In general, I have to disagree.  In my experience, applications and syntax
come and go, but the data live on.  Mortgages last up to 30 years, life
insurance policies even longer.  Applications (and platforms!) have about a
3 to 10 year life cycle.  Databases can last much, much longer.  In fact,
databases are frequently converted to/from any number of formats (SQL to
SQL, csv, XML!, xBase, SQL*Loader, VSAM, IMS, WordStar, 1-2-3, ...).  Yes,
this is a pain in the neck - but not the biggest one.  The logical
relationships in the data are what determine if you can "get there from here".

**SHORT EXERCISE A**
Could you copy out the lines of the records, word for word, starting at the line containing "Task: locate every instance of the beige" and running through the line containing "<point>574,426</point>", with both of those lines included?

**DATA FOR THIS EXERCISE**
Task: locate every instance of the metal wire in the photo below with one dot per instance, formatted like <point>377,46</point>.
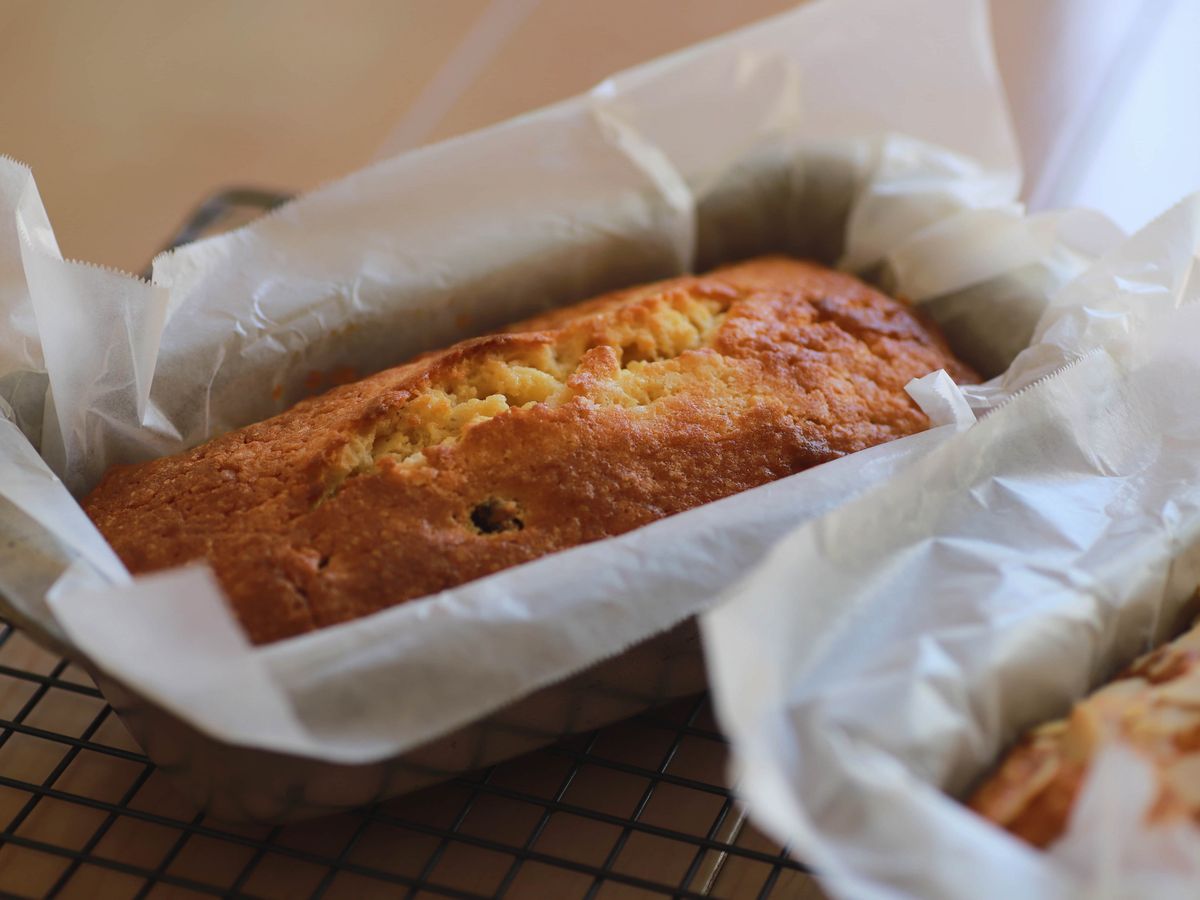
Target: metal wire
<point>408,828</point>
<point>691,856</point>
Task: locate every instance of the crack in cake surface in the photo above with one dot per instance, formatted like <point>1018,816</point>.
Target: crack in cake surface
<point>647,339</point>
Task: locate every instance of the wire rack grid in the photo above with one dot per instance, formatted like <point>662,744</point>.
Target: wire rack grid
<point>637,809</point>
<point>634,810</point>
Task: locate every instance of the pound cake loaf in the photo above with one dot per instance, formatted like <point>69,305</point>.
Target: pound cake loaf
<point>1153,707</point>
<point>581,424</point>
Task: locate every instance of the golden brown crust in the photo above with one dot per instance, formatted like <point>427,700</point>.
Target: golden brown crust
<point>589,423</point>
<point>1153,708</point>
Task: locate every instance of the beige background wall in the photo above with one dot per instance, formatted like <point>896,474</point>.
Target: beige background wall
<point>132,111</point>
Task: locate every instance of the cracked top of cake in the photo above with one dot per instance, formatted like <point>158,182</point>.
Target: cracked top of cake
<point>574,426</point>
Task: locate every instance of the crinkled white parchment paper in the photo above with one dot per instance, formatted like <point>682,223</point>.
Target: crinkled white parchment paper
<point>871,131</point>
<point>889,651</point>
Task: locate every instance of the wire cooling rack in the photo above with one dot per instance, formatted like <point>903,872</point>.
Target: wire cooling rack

**SHORT EXERCISE B**
Can you write the next part of the text on data outliving applications, picking up after its final sentence?

**EXERCISE OUTPUT A**
Task: locate every instance of the beige background wall in the photo above with one dot per instance, formatted like <point>896,474</point>.
Target: beige background wall
<point>132,111</point>
Task: locate every instance of the cracked top of cake in the photo above with one dot per instance, formatted like <point>158,182</point>.
Target: cracked top of cake
<point>574,426</point>

**EXERCISE OUTPUT B**
Getting back to SQL for a moment, I think it is important to remember that
SQL specifies a few things: a handful of attribute data types, the
definition of entities as a fixed set of attributes and a set of operations
that can be performed on entities and attributes.  This last part is perhaps
the most important as the first two are trivial.  Because of the simplified
data types and relationships, a set of highly general operations can be
defined: sorting, searching, set operations, etc.  Network databases add
direct entity set relationships and navigation to the mix.  With relational
databases, all such relationships are ad hoc based on attribute values
(which is often a requirement).  No such base set of operations exists for
object databases.  Object databases provide great behavioral flexibility,
but you give up some of the power of the standard operations.

>From Paul Prescod's "Introduction to Groves and Property Sets":
>You can think of the grove as a meta-"data model" for media 
>applications. It is a data model for building data models. Or you 
>could think of it as providing the low-level primitives for 
>building high-level, media-specific models.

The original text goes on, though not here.